Consignes:
A - Recopiez le passage du compte rendu de la rencontre avec Michèle Fitoussi qui commence par « Rencontre avec Michèle » et se termine par « en novembre 2008. ».
B - Poursuivez le compte rendu de la rencontre avec Michèle Fitoussi à partir de sa dernière phrase.

Rencontre avec Michèle Fitoussi

A l’occasion de la sortie du onzième livre de Michèle Fitoussi, Fayard et Versilio ont organisé une rencontre de l’auteur avec ses lecteurs. Comme pour certaines de ses œuvres précédentes, Helena Rubinstein (2010) ou encore La Prisonnière (avec Malika Oufkir, 1999), Michèle Fitoussi nous raconte avec talent l’histoire d’un destin. Ici, c’est celui de l’énergique et enthousiaste Loumia Hiridjee, créatrice avec sa sœur de la célèbre marque de lingerie Princesse tam-tam, qui a trouvé dans la mort dans les attentats de Bombay en novembre 2008.

Ce n’est pas un hasard si Michèle Fitoussi a choisi ce sujet. En effet, seulement quelques mois auparavant, elle rencontre Loumia, passe un peu de temps avec elle, commence à se lier d’amitié. Mais elle n’imaginait pas jusqu’où cela irait.

« C’est un livre que j’aurais aimé ne pas avoir à écrire« , déclare Michèle Fitoussi, « mais le destin nous joue parfois des tours« . En effet, invitée par Loumia à Bombay, l’auteur décide d’accepter et part en novembre. Elle est à Pondichéry le 24, et s’apprête à rejoindre Bombay. Lors de sa dernière discussion au téléphone, aussi enthousiastes à se retrouver l’une que l’autre, Loumia lui dit : « Tu verras, l’Inde est un pays imprévisible. »

Et l’imprévisible se déroule. Loumia, qui devait être en déplacement ce jour-là, décide finalement de rester chez elle et d’aller dîner au restaurant avec son mari. Elle sera l’une des 165 victimes du terrorisme du 26 novembre 2008 avec son époux.

Écrire son histoire s’est imposé peu à peu. A chaud, à son retour, Michèle Fitoussi avait signé un papier pour le magazine Elle. Mais elle a eu besoin de 2 à 3 ans avant de pouvoir verbaliser, formaliser ce projet d’écriture. Et avant tout, elle a souhaité demander son accord à Shama, la sœur de Loumia.

Données affichées:
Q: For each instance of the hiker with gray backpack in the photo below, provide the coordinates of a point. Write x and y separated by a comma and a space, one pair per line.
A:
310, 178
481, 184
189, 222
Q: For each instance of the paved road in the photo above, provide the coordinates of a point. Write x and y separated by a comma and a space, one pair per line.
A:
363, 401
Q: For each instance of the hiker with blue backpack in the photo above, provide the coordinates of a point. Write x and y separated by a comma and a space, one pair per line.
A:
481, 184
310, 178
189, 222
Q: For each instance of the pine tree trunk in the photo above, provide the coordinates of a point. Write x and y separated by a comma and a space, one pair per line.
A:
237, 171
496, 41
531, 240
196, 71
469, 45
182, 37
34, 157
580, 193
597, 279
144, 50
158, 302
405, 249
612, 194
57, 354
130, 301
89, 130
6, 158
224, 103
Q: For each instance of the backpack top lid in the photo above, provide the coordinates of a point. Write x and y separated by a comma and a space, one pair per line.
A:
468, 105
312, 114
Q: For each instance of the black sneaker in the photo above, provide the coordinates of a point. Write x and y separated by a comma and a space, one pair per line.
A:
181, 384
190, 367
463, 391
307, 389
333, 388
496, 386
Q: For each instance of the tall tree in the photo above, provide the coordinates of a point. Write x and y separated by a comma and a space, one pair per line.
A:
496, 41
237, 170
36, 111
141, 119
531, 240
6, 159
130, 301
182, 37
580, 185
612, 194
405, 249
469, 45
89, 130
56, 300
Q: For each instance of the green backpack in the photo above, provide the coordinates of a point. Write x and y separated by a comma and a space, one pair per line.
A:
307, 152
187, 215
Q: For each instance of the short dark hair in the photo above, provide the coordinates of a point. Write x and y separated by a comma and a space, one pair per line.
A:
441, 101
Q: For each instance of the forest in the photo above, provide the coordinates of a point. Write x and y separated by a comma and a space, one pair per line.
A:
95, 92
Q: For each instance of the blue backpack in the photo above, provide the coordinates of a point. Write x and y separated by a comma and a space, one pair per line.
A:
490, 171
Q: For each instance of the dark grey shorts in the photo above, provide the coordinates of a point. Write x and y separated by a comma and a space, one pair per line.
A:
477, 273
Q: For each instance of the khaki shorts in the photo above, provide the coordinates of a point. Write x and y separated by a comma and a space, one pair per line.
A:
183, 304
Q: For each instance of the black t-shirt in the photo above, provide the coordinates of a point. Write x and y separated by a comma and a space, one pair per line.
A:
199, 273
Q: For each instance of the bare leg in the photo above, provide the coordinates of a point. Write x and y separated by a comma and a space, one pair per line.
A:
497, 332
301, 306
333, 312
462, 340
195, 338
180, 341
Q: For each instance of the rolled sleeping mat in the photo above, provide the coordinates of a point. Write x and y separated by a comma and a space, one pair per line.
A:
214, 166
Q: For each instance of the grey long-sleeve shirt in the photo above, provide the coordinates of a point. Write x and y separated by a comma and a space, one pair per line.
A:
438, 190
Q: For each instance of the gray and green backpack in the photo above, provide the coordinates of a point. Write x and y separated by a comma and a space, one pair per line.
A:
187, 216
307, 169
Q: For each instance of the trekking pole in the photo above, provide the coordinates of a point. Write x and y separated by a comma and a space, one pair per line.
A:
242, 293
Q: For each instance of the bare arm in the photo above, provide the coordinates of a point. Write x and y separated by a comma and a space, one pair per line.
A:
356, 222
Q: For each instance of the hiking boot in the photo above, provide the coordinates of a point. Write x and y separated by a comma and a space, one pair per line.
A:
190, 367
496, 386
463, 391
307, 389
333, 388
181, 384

Réponses:
A -
Rencontre avec Michèle Fitoussi

A l’occasion de la sortie du onzième livre de Michèle Fitoussi, Fayard et Versilio ont organisé une rencontre de l’auteur avec ses lecteurs. Comme pour certaines de ses œuvres précédentes, Helena Rubinstein (2010) ou encore La Prisonnière (avec Malika Oufkir, 1999), Michèle Fitoussi nous raconte avec talent l’histoire d’un destin. Ici, c’est celui de l’énergique et enthousiaste Loumia Hiridjee, créatrice avec sa sœur de la célèbre marque de lingerie Princesse tam-tam, qui a trouvé dans la mort dans les attentats de Bombay en novembre 2008.

B -
De plus, Michèle Fitoussi souhaite écrire un livre que les enfants orphelins de Loumia et Mourad puissent lire. Toutefois, l’idée n’était pas de faire une biographie en allant dévoiler des secrets de famille, ni une hagiographie. C’est « la vie derrière la noirceur[[sic]] », le vivant qu’elle voulait saisir dans son récit. Comme pour dessiner un portrait, elle y est allée par petites touches, voyageant à Bombay, rencontrant les amis de Loumia, sa famille, les membres de Princesse tam-tam, tout en respectant le silence de ceux qui le choisissaient.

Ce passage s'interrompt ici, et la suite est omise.